Coordinate annotation records -
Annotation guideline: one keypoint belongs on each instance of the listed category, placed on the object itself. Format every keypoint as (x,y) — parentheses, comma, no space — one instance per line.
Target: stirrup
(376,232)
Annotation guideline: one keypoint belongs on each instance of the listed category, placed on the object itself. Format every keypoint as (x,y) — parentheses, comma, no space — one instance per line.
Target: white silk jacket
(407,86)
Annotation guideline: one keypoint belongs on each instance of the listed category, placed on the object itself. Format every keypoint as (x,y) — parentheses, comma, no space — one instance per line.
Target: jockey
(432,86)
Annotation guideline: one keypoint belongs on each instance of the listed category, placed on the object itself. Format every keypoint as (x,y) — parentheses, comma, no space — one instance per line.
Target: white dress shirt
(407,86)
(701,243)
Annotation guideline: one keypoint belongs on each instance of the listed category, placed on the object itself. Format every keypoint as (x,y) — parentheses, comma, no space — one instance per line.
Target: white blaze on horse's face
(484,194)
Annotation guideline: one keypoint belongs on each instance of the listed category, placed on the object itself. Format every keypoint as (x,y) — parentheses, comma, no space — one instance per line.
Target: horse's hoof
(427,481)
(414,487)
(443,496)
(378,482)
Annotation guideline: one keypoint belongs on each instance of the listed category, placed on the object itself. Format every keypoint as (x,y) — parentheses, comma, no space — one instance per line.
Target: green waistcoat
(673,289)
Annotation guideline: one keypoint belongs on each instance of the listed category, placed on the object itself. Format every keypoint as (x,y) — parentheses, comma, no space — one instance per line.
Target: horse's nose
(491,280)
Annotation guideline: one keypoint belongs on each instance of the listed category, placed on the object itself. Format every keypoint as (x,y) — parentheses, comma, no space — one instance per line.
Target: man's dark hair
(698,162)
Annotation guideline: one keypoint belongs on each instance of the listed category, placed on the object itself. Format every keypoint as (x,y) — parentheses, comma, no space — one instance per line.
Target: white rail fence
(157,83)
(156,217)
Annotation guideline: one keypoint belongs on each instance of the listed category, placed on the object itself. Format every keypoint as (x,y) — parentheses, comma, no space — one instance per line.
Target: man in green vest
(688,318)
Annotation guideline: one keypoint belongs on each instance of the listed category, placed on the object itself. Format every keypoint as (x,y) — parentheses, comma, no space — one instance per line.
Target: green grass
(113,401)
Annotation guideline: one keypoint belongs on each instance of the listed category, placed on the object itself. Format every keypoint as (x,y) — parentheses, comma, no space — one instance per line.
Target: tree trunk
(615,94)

The task -
Return every line of the material above that contains the string "horse", copied without changes.

Result of this exercise -
Target: white blaze on horse's face
Target: horse's hoof
Target: horse's nose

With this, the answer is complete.